── LISTED RECORDS ──
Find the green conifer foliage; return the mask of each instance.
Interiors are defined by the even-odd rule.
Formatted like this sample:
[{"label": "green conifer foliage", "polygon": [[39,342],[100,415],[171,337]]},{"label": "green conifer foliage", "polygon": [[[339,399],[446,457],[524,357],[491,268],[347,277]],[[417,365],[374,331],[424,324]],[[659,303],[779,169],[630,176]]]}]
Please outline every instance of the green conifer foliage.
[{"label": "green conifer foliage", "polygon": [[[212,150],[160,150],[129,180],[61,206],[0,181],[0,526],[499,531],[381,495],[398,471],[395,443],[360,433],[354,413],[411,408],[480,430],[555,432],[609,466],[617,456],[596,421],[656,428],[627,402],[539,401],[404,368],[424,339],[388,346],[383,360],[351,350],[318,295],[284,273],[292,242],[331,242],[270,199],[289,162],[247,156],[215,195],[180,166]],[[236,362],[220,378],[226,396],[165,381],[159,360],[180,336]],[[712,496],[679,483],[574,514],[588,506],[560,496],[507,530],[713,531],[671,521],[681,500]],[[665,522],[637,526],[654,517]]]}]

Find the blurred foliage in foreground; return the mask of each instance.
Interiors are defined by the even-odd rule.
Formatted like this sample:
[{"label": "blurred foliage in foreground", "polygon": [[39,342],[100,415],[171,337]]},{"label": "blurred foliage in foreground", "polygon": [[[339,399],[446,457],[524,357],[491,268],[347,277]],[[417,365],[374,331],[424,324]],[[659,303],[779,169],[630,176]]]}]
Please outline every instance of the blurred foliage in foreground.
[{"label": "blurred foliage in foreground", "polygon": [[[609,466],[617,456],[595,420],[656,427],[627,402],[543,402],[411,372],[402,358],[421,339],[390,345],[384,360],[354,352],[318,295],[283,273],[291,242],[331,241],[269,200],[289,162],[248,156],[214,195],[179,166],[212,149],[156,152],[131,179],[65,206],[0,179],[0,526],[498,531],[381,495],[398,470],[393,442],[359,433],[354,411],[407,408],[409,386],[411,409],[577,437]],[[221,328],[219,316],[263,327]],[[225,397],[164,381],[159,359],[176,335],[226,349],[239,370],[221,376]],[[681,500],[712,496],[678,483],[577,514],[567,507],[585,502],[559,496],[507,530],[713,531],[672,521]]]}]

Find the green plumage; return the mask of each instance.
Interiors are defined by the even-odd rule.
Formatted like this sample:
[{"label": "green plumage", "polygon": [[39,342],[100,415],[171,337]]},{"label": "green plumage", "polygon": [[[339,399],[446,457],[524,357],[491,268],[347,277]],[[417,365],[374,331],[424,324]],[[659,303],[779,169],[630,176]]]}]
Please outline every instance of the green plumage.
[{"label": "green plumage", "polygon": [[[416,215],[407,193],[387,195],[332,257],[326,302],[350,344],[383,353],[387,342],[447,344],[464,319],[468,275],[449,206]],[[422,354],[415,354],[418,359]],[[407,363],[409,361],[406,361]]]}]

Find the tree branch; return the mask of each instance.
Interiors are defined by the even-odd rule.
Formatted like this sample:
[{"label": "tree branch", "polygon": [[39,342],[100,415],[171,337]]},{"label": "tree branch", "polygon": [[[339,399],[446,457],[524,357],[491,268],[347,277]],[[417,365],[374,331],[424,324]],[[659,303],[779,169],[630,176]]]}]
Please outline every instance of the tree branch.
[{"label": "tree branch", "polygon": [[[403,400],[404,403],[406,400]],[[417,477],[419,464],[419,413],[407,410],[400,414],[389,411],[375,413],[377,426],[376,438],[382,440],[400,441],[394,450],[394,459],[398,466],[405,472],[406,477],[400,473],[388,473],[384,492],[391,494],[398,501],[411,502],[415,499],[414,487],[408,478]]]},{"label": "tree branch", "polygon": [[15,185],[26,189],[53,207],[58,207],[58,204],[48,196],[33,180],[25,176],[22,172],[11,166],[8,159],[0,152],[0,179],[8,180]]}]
───
▶ [WHAT TO DO]
Using only the data above, copy out the lines that include the word "Find".

▶ [OUTPUT OF THE TASK]
Find the green conifer foliage; return the mask of each instance.
Find the blurred foliage in foreground; return the mask of each instance.
Find the green plumage; return the mask of each instance.
Find the tree branch; return the mask of each instance.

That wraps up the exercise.